◆ **EXCERPT TO READ**
......

DYSREGULATION OF LIPID HANDLING AND NEURONAL ACTIVITY-DEPENDENT GENES IN HIPPOCAMPUS OF PRECLINICAL MODELS OF DIABETES

Type 2 Diabetes and obesity are major risk factors for cognitive decline and dementia, associated with neuroinflammation, and driven by disrupted glucose and lipid homeostasis. Here, we used RNA sequencing to decipher early hippocampal transcriptomic alterations in a genetic model of severe diabetes and in a model of insulin resistance by diet-induced obesity (DIO), both also displaying altered cognition.
Male db/db mice aged 4-5 months were compared to their age-matched db/m controls; and six-week-old male C57BL/6J mice were fed either a normal chow diet or high-fat diet (HFD; 60% kcal from fat) for 27 weeks. Metabolic parameters were assessed, and RNA-seq of hippocampal tissue was performed.

......

◆ **TASK INSTRUCTIONS**
(1) According to the abstract, for how many weeks were the C57BL/6J mice fed their assigned diets?
(2) Update the abstract between "DYSREGULATION OF LIPID" and "displaying altered cognition.", inclusive, replacing "decipher" with "characterize".
The entries that follow have no connection to the abstract.

(Saved data entries)
......

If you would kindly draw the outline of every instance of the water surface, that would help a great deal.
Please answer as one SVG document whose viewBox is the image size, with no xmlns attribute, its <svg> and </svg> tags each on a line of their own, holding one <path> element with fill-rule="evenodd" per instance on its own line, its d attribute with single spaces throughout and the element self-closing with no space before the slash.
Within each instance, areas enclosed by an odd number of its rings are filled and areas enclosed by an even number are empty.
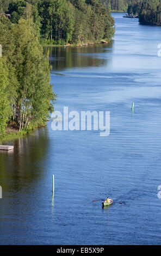
<svg viewBox="0 0 161 256">
<path fill-rule="evenodd" d="M 0 154 L 1 244 L 160 243 L 161 28 L 113 15 L 109 44 L 49 48 L 55 109 L 110 111 L 110 135 L 53 131 L 50 120 L 10 142 L 14 151 Z M 108 208 L 92 202 L 107 196 Z"/>
</svg>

......

◆ **YOUR RESPONSES**
(1) 27 weeks

(2)
DYSREGULATION OF LIPID HANDLING AND NEURONAL ACTIVITY-DEPENDENT GENES IN HIPPOCAMPUS OF PRECLINICAL MODELS OF DIABETES

Type 2 Diabetes and obesity are major risk factors for cognitive decline and dementia, associated with neuroinflammation, and driven by disrupted glucose and lipid homeostasis. Here, we used RNA sequencing to characterize early hippocampal transcriptomic alterations in a genetic model of severe diabetes and in a model of insulin resistance by diet-induced obesity (DIO), both also displaying altered cognition.